-- Explore the material --
A) In the Lexus ES description, what is Omotenashi?
B) Reproduce the Lexus ES description word for word, between "The meticulous attention" and "from the ordinary.", inclusive.

-- Document excerpt --
The 2018 Lexus ES range has no space for mediocrity – every vehicle excels and provokes. The petrol ES 250 EX and hybrid ES 300H SE set a standard of excellence with unparalleled levels of sophistication, elegance and performance. The Lexus ES range places all available performance in the driver’s hands for an intimate experience. It is performance that can be heard and felt.
The new Lexus ES has a profile that is impossible to ignore. The striking signature spindle grille is a significant feature, a sculpted form that speaks of inherited architecture and meticulous craftsmanship. It is the embodiment of provocative elegance, of finesse and sophistication.
Every curve builds from the grille. Athletic headlights flow from the spindle grille, emphasising the sleek lines of the three-dimensional front-end while tracing the outline of the lowered roofline.
The Lexus Takumi craftsmen embody the quest for perfection by carefully refining design elements. Boldness is balanced with elegance, and innovative design characteristics are made possible by the new chassis platform that allows the New Generation ES to be longer, wider and more spacious than ever before, but with a sleeker and lower silhouette. The fastback roofline captures the glamour of a coupé and emphasises the low stance, while the interior roominess is all premium sedan.
The meticulous attention to detail of the Lexus Takumi craftsmen is evident in every inch of the Lexus ES interior. In a physical manifestation of Omotenashi, the Japanese philosophy of warm hospitality where your every need is anticipated and catered for, the Lexus ES offers a personal comfort zone, an escape from the ordinary.

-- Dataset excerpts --
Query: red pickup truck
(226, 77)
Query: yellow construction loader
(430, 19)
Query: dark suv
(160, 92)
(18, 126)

-- Solutions below --
A) The Japanese philosophy of warm hospitality, where every need is anticipated and catered for.

B)
The meticulous attention to detail of the Lexus Takumi craftsmen is evident in every inch of the Lexus ES interior. In a physical manifestation of Omotenashi, the Japanese philosophy of warm hospitality where your every need is anticipated and catered for, the Lexus ES offers a personal comfort zone, an escape from the ordinary.